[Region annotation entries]
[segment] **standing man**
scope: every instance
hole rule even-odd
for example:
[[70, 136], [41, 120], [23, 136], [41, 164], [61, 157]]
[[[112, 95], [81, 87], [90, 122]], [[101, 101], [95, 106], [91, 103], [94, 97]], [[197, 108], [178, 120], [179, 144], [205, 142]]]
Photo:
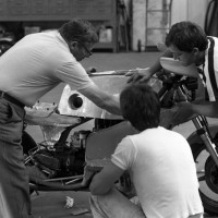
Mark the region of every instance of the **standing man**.
[[25, 36], [0, 58], [0, 217], [28, 218], [31, 213], [21, 146], [25, 106], [64, 82], [120, 114], [119, 100], [100, 90], [80, 63], [97, 40], [89, 22], [72, 20], [58, 31]]
[[[111, 161], [89, 185], [94, 218], [201, 218], [195, 162], [186, 140], [159, 126], [160, 102], [145, 84], [120, 95], [123, 118], [140, 131], [124, 137]], [[123, 196], [114, 183], [129, 171], [140, 204]]]
[[[218, 38], [207, 37], [201, 26], [185, 21], [172, 25], [166, 37], [166, 46], [168, 49], [162, 57], [174, 58], [184, 65], [194, 63], [199, 69], [207, 96], [202, 102], [179, 104], [173, 120], [179, 124], [196, 114], [218, 118]], [[160, 69], [160, 61], [157, 60], [149, 69], [138, 69], [129, 81], [146, 81]]]

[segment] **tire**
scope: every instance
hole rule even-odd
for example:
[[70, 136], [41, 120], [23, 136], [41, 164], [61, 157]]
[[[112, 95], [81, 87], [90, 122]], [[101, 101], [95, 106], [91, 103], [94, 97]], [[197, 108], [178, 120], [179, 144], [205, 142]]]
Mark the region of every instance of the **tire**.
[[25, 131], [23, 132], [22, 143], [21, 144], [23, 146], [24, 155], [27, 155], [27, 156], [28, 156], [28, 152], [37, 146], [37, 144], [34, 141], [34, 138]]
[[204, 209], [210, 215], [218, 215], [218, 168], [204, 144], [192, 144], [191, 148]]

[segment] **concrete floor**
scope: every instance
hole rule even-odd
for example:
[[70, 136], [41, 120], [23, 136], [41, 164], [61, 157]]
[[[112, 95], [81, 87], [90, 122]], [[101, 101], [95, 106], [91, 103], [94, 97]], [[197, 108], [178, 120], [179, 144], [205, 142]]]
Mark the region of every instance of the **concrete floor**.
[[[94, 55], [82, 61], [84, 68], [96, 66], [98, 71], [110, 70], [129, 70], [135, 68], [147, 68], [160, 56], [160, 52], [121, 52], [121, 53], [102, 53], [94, 52]], [[46, 102], [59, 102], [64, 84], [45, 95], [40, 100]], [[217, 120], [210, 119], [210, 123], [217, 123]], [[192, 122], [184, 123], [174, 128], [174, 131], [180, 132], [185, 137], [194, 131]], [[41, 142], [43, 134], [39, 126], [28, 126], [27, 132], [39, 143]], [[89, 193], [84, 192], [41, 192], [39, 195], [32, 196], [33, 211], [37, 218], [70, 218], [72, 208], [64, 208], [65, 196], [71, 196], [75, 201], [75, 207], [88, 207]], [[92, 217], [90, 213], [75, 216]]]

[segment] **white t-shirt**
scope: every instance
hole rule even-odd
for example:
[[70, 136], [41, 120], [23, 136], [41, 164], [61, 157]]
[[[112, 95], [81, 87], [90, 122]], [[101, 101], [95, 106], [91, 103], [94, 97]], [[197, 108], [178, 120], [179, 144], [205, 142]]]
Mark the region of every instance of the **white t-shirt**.
[[130, 171], [147, 218], [186, 218], [203, 213], [195, 162], [179, 133], [159, 126], [126, 136], [111, 160]]
[[58, 31], [27, 35], [0, 58], [0, 89], [26, 106], [61, 82], [77, 90], [93, 84]]

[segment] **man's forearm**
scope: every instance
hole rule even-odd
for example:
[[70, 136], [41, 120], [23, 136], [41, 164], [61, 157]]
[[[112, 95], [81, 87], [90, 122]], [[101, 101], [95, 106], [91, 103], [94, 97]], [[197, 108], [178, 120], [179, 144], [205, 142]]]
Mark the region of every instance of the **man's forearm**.
[[202, 105], [192, 105], [192, 110], [196, 114], [205, 117], [218, 118], [218, 102], [205, 102]]

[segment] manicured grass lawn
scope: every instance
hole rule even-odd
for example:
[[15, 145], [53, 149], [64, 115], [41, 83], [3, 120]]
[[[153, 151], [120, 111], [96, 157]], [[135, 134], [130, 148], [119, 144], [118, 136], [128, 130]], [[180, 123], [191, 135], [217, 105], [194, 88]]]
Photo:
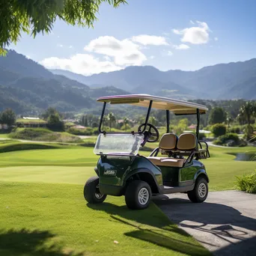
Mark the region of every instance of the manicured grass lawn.
[[92, 152], [0, 154], [0, 255], [210, 255], [153, 204], [143, 211], [128, 210], [124, 197], [87, 204], [83, 185], [95, 175], [97, 159]]
[[[210, 148], [203, 161], [210, 190], [234, 189], [235, 175], [256, 168], [226, 153], [249, 150], [256, 152]], [[78, 146], [1, 153], [0, 255], [210, 255], [153, 204], [143, 211], [128, 210], [124, 197], [87, 204], [83, 185], [97, 160], [92, 147]]]

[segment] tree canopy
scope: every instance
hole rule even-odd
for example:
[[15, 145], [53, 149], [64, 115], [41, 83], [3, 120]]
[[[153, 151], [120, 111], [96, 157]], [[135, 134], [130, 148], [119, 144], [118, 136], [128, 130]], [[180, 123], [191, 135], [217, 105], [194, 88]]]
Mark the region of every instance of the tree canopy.
[[16, 43], [21, 32], [34, 37], [49, 33], [57, 19], [67, 24], [92, 27], [103, 2], [114, 7], [125, 0], [0, 0], [0, 55], [11, 43]]

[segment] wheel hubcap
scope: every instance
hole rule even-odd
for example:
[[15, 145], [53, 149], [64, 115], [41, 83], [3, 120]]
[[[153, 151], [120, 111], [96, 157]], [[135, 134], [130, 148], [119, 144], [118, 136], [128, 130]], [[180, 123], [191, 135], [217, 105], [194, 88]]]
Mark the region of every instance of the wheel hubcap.
[[138, 201], [141, 204], [144, 205], [147, 203], [149, 199], [149, 192], [148, 190], [146, 188], [142, 188], [138, 192]]
[[100, 192], [99, 185], [97, 185], [96, 186], [96, 192], [95, 192], [95, 196], [98, 199], [101, 199], [103, 197], [104, 195], [102, 195]]
[[207, 193], [207, 189], [204, 183], [201, 183], [198, 186], [198, 195], [199, 196], [203, 198], [205, 197]]

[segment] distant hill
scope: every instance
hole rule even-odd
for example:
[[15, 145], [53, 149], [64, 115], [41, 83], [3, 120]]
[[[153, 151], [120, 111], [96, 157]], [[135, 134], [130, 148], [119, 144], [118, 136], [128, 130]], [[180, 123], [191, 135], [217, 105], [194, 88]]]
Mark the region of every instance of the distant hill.
[[41, 112], [49, 106], [61, 112], [94, 108], [95, 98], [127, 94], [115, 87], [91, 88], [84, 83], [53, 74], [42, 65], [10, 50], [0, 57], [0, 111], [18, 114]]
[[196, 71], [160, 71], [150, 66], [90, 76], [70, 71], [51, 70], [89, 86], [115, 86], [132, 93], [165, 95], [180, 99], [256, 99], [256, 58], [220, 64]]

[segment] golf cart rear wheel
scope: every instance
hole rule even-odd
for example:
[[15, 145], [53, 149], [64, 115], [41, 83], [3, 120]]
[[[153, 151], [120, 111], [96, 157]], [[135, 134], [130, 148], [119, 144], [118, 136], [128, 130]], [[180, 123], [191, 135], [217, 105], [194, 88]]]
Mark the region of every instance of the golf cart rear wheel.
[[87, 180], [84, 187], [84, 197], [91, 204], [100, 204], [104, 201], [106, 195], [103, 195], [100, 192], [98, 177], [92, 177]]
[[131, 182], [125, 192], [125, 202], [132, 210], [142, 210], [148, 207], [150, 202], [151, 189], [144, 181]]
[[202, 203], [208, 195], [208, 183], [204, 177], [196, 180], [195, 188], [188, 192], [188, 197], [193, 203]]

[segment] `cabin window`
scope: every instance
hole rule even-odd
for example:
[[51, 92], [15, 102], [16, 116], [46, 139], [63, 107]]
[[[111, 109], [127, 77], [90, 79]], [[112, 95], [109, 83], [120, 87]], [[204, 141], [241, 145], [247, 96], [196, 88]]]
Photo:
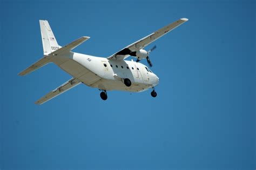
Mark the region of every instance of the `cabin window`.
[[148, 72], [150, 72], [149, 69], [147, 69], [147, 68], [146, 67], [145, 67], [145, 69], [146, 69], [146, 70], [148, 71]]

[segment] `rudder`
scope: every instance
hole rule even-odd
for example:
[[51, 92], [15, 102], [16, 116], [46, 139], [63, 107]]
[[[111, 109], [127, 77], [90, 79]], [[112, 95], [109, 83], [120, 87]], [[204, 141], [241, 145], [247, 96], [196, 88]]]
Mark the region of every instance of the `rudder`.
[[48, 21], [39, 20], [44, 55], [48, 55], [59, 49], [59, 45]]

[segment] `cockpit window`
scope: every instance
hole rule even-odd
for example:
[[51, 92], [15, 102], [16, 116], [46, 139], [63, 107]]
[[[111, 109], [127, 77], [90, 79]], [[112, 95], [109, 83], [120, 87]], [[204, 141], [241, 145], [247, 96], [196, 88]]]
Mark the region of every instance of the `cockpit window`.
[[152, 71], [151, 71], [150, 70], [149, 70], [149, 69], [147, 68], [147, 67], [145, 67], [145, 69], [146, 69], [146, 70], [148, 72], [150, 72], [152, 73]]

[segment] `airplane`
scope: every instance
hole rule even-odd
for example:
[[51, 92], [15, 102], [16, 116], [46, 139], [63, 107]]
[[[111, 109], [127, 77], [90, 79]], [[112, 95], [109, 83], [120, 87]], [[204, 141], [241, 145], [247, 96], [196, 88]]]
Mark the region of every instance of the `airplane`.
[[[53, 63], [73, 77], [38, 99], [35, 103], [36, 104], [42, 104], [82, 83], [100, 90], [100, 98], [104, 100], [107, 99], [107, 91], [111, 90], [138, 92], [152, 89], [151, 94], [156, 97], [155, 87], [159, 84], [159, 78], [149, 67], [139, 63], [146, 59], [152, 66], [149, 55], [156, 46], [148, 51], [144, 48], [188, 20], [185, 18], [178, 19], [107, 58], [72, 51], [89, 37], [82, 37], [64, 46], [59, 46], [48, 22], [39, 20], [44, 56], [18, 75], [26, 75]], [[124, 60], [130, 56], [136, 58], [137, 60]]]

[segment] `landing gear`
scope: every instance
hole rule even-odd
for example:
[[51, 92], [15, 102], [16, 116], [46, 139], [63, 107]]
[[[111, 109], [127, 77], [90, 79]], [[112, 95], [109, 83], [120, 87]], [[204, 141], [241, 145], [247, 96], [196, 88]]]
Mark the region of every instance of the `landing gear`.
[[100, 93], [100, 98], [103, 100], [106, 100], [107, 99], [107, 95], [105, 90]]
[[124, 79], [124, 83], [127, 87], [130, 87], [132, 85], [132, 82], [129, 78]]
[[153, 87], [153, 91], [151, 92], [151, 96], [153, 97], [156, 97], [157, 96], [157, 93], [154, 90], [154, 87]]

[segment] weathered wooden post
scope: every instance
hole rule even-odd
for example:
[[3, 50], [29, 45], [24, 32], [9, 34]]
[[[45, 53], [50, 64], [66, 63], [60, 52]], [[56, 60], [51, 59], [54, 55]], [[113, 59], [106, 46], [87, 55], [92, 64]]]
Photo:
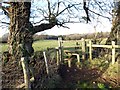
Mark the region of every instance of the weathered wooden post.
[[22, 68], [24, 73], [25, 88], [30, 90], [31, 89], [30, 72], [29, 72], [29, 66], [27, 62], [28, 62], [28, 57], [21, 58], [21, 63], [22, 63]]
[[43, 51], [43, 56], [44, 56], [44, 60], [45, 60], [46, 72], [47, 72], [47, 74], [49, 74], [48, 62], [47, 62], [47, 57], [46, 57], [45, 51]]
[[92, 60], [92, 41], [89, 40], [89, 59]]
[[57, 66], [59, 66], [59, 47], [56, 48]]
[[59, 55], [60, 55], [60, 62], [63, 62], [63, 48], [62, 48], [62, 37], [58, 38], [58, 44], [59, 44]]
[[115, 63], [115, 42], [112, 41], [112, 64]]
[[86, 44], [85, 44], [85, 39], [82, 38], [82, 59], [85, 60], [85, 49], [86, 49]]

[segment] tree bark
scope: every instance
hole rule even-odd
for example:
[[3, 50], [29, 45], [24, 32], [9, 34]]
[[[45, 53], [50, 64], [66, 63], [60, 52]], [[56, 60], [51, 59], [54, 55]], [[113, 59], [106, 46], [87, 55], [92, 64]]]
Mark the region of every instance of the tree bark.
[[14, 2], [10, 8], [9, 53], [13, 59], [20, 60], [21, 57], [30, 57], [33, 54], [33, 35], [51, 29], [56, 23], [33, 26], [29, 21], [31, 2]]

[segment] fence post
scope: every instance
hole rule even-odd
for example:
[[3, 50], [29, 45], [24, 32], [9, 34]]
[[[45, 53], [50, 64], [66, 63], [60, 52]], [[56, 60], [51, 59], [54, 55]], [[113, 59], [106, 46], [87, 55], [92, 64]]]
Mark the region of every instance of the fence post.
[[115, 63], [115, 42], [112, 41], [112, 64]]
[[60, 55], [60, 62], [63, 62], [63, 57], [62, 57], [62, 55], [63, 55], [63, 53], [62, 53], [62, 37], [59, 37], [58, 38], [58, 44], [59, 44], [59, 55]]
[[28, 61], [27, 57], [22, 57], [21, 58], [21, 64], [22, 64], [23, 73], [24, 73], [25, 88], [30, 90], [31, 89], [30, 73], [29, 73], [29, 66], [28, 66], [27, 61]]
[[57, 66], [59, 65], [59, 47], [56, 48], [57, 53]]
[[44, 56], [44, 60], [45, 60], [46, 72], [47, 72], [47, 74], [49, 74], [48, 62], [47, 62], [47, 57], [46, 57], [45, 51], [43, 51], [43, 56]]
[[85, 60], [85, 39], [82, 38], [82, 59]]
[[92, 60], [92, 41], [89, 40], [89, 59]]

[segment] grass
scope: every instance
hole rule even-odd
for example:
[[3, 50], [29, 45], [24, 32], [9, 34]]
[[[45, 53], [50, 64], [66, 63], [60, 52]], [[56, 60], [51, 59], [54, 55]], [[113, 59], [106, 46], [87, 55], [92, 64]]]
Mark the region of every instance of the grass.
[[[79, 40], [76, 40], [76, 41], [79, 42]], [[75, 40], [63, 41], [63, 46], [75, 46], [76, 41]], [[0, 46], [1, 46], [2, 52], [8, 50], [8, 44], [1, 44]], [[58, 47], [58, 41], [57, 40], [39, 40], [39, 41], [35, 41], [32, 46], [35, 51], [42, 51], [47, 48]]]

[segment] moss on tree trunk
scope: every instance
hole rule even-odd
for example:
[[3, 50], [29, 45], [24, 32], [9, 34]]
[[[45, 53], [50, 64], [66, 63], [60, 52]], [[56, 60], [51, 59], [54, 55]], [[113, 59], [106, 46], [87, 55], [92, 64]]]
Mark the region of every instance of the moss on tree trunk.
[[31, 56], [34, 52], [33, 25], [29, 22], [30, 2], [16, 2], [11, 5], [10, 13], [10, 35], [9, 53], [15, 60], [20, 60], [23, 56]]

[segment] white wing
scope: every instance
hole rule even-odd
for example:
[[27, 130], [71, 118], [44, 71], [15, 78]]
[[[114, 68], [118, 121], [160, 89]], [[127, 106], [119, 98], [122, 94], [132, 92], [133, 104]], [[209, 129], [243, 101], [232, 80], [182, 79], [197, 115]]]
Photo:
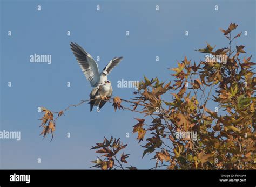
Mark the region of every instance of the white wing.
[[119, 57], [118, 58], [115, 57], [109, 62], [109, 64], [103, 69], [103, 71], [106, 71], [107, 74], [109, 74], [113, 68], [114, 68], [116, 66], [118, 65], [122, 59], [123, 57]]
[[99, 68], [96, 62], [90, 54], [78, 44], [71, 42], [70, 46], [85, 77], [90, 82], [92, 87], [96, 87], [98, 85], [100, 76]]

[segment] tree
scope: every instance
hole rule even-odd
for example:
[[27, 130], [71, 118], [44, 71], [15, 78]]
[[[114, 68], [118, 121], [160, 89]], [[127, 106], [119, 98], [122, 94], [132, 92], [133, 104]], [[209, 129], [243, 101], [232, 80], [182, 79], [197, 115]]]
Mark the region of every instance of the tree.
[[[177, 68], [170, 69], [174, 71], [171, 75], [174, 83], [144, 77], [133, 98], [116, 97], [109, 101], [115, 110], [145, 114], [144, 119], [135, 118], [133, 133], [138, 133], [138, 143], [144, 148], [142, 157], [150, 154], [156, 159], [151, 169], [255, 169], [256, 78], [252, 68], [255, 63], [250, 61], [252, 56], [239, 59], [246, 53], [245, 46], [232, 47], [241, 34], [232, 37], [237, 26], [231, 23], [227, 30], [221, 30], [228, 40], [228, 47], [214, 50], [215, 46], [207, 44], [197, 50], [207, 54], [204, 60], [192, 64], [185, 56]], [[172, 98], [166, 100], [164, 96]], [[56, 120], [69, 107], [85, 102], [59, 112], [44, 108], [41, 134], [51, 133], [52, 139]], [[55, 113], [58, 114], [55, 118]], [[150, 125], [146, 123], [149, 121]], [[126, 146], [119, 139], [104, 138], [103, 143], [92, 148], [104, 157], [92, 161], [93, 167], [137, 169], [123, 166], [127, 164], [129, 154], [123, 153], [118, 159], [119, 152]]]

• [Set task]:
Find every line in the entries above that contains the word "bark" and copy each one out. Case counts when matching.

• [Written answer]:
[segment] tree bark
Mark the region of every instance of the tree bark.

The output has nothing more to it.